[Data — start]

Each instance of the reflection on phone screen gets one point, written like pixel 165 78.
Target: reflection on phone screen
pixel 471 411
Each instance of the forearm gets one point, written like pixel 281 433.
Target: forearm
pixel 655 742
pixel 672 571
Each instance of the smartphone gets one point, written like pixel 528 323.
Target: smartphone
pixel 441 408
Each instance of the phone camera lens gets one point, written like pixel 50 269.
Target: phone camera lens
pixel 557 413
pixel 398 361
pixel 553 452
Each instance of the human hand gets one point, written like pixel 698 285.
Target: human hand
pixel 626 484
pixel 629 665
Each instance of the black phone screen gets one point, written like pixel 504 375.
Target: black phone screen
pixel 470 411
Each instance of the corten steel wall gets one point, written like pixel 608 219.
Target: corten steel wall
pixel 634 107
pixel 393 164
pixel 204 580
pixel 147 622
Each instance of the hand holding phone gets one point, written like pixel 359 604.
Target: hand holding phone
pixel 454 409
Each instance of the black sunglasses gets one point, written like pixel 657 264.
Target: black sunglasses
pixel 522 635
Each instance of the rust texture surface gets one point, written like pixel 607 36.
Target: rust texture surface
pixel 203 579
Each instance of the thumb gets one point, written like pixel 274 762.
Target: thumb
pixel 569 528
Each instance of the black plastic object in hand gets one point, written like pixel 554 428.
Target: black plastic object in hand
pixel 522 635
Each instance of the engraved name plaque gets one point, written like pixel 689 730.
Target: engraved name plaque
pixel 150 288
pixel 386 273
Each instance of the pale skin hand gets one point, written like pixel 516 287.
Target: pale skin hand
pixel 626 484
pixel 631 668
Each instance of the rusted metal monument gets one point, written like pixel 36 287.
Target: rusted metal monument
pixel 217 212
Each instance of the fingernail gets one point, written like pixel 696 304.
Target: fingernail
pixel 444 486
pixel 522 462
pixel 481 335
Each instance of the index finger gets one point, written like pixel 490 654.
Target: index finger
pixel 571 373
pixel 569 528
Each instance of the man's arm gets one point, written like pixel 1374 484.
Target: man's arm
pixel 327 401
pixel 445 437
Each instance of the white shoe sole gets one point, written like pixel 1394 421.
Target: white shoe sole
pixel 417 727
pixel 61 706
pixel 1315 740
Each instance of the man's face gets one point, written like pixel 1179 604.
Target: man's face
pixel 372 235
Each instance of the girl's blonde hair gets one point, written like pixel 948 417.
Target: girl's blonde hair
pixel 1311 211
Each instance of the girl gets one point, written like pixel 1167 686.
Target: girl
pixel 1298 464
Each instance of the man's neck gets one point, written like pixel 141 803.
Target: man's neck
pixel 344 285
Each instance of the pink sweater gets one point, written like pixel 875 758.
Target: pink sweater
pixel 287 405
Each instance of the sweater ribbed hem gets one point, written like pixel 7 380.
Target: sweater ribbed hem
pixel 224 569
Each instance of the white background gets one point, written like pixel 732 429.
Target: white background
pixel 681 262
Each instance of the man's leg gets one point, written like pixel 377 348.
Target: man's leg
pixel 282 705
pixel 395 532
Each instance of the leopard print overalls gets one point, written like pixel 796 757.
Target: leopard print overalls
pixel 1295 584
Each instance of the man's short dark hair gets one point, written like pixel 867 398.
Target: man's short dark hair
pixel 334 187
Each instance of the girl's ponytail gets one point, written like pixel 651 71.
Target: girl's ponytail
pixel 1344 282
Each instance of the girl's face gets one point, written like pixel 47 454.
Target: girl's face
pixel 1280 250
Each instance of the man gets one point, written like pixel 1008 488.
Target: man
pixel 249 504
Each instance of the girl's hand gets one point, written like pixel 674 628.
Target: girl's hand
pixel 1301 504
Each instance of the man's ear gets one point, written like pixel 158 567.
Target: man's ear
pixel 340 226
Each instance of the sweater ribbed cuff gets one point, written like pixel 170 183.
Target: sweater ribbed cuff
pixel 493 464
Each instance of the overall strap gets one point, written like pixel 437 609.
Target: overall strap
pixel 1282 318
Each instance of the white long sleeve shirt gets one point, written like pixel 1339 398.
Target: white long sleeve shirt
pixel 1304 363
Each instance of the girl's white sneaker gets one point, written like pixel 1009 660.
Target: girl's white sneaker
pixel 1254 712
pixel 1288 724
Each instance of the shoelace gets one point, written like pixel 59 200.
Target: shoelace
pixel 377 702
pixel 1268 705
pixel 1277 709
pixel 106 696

[Data — finish]

#### Work order
A complete, exact copy of the entries above is what is wanted.

#### Exercise response
Each instance of the reflection on phone screen gets one point, written like pixel 165 78.
Target: reflection on phone screen
pixel 471 411
Each instance of the forearm gets one point, written like pixel 281 433.
Target: forearm
pixel 655 742
pixel 672 571
Each instance of the smartphone gets one point, written like pixel 528 323.
Target: smartphone
pixel 441 408
Each instance of the phone camera lens gets one point, written like pixel 50 269.
Target: phone camera lens
pixel 557 413
pixel 398 361
pixel 553 452
Each instance of the human hand gets one point, written like pixel 698 285.
Target: human hand
pixel 626 484
pixel 629 665
Each instance of the black phone screen gets one point, written like pixel 504 375.
Target: black phone screen
pixel 470 411
Each instance of the corten steel wall gets one point, written like pixel 608 219.
Target: corten steel wall
pixel 634 107
pixel 393 164
pixel 204 580
pixel 147 622
Each instance of the hand holding phone gets one point, written like pixel 359 604.
Target: hand holding phone
pixel 454 409
Each instance of the black sunglasses gets one point, written like pixel 657 264.
Target: black sunglasses
pixel 522 635
Each instance of the rust texture surface gets one point, written like pixel 607 36.
Target: rust texture surface
pixel 203 579
Each instance of the thumb gets one point, written like pixel 274 762.
Target: thumb
pixel 569 528
Each instance of the black plastic object in hand gets one point, written like pixel 554 428.
Target: black plastic object in hand
pixel 522 635
Each instance of the engraved name plaque gets one point, written like pixel 689 730.
Target: engraved name plaque
pixel 150 288
pixel 386 273
Each instance of the pale skin hand gets one point, written like pixel 516 287.
Target: pale skin hand
pixel 626 484
pixel 631 668
Each instance of the rusted metal monument gets one point, written like pixel 36 287.
Target: rusted metal monument
pixel 217 212
Each instance of the fingernail gets one point, written like pixel 696 304.
Target: fingernail
pixel 444 486
pixel 522 462
pixel 481 335
Each instance of the index finger gets one point, written like pixel 490 654.
Target: index finger
pixel 571 373
pixel 569 528
Each instance of the man's arm gets one point, written like pixel 1374 484.
Target: man's arm
pixel 327 401
pixel 445 437
Each instance of the white shoe sole gets one point, written like pixel 1394 421.
Target: white shoe sole
pixel 417 727
pixel 61 706
pixel 1315 740
Each instance of the man's face gets one point, written like pixel 1179 604.
Target: man's face
pixel 372 235
Each instance of the girl's blonde hair gets one point, written like pixel 948 417.
Target: girl's blonde hair
pixel 1311 211
Each instance of the girl gets one point, written like pixel 1167 686.
Target: girl
pixel 1298 464
Each instance of the man's neck gets one point, written like pixel 141 803.
Target: man's neck
pixel 344 285
Each instance of the pink sweater gets one point, written like pixel 875 758.
Target: pink sweater
pixel 287 405
Each instance of the sweater ribbed hem gets one point, written like pixel 7 380.
Target: sweater ribbed hem
pixel 224 569
Each instance of the white background gets one point, written like pixel 732 429.
Target: white background
pixel 681 262
Each instance of the man's leg gets one point, written like pixel 377 348.
Target: man's leg
pixel 282 705
pixel 395 532
Each instance of the leopard print overalls gets one point, written like pixel 796 757.
Target: leopard print overalls
pixel 1295 584
Each instance of the man's short dark hair gets one point, written like pixel 867 398.
Target: man's short dark hair
pixel 334 187
Each instance of the girl's ponytail gets one point, written like pixel 651 71.
Target: girl's ponytail
pixel 1344 282
Each instance of the girl's face gets one point, written like pixel 47 454.
Target: girl's face
pixel 1280 250
Each instance of the man gets one point, written like pixel 1008 488.
Target: man
pixel 249 504
Each instance of the girl's hand gets one point, written like pixel 674 628.
Target: girl's hand
pixel 1301 504
Each instance of the man's ear gets one point, written like pixel 158 567.
Target: man's ear
pixel 340 226
Each instance of the sweater ribbed cuff gets one point, written like pixel 170 183.
Target: sweater ribbed cuff
pixel 493 464
Each instance of the overall strap gets one point, written like pixel 437 609.
Target: overall strap
pixel 1282 318
Each instance of the white long sleeve shirt gets one point, written like pixel 1339 398.
Target: white long sleeve shirt
pixel 1304 363
Each instance of the girl's white sneaker gets one point, written like pixel 1009 660.
Target: girl's white sneaker
pixel 1254 712
pixel 1288 724
Each instance of the shoelace gets one point, written like pixel 59 200.
Target: shoelace
pixel 377 702
pixel 1268 705
pixel 1277 709
pixel 106 696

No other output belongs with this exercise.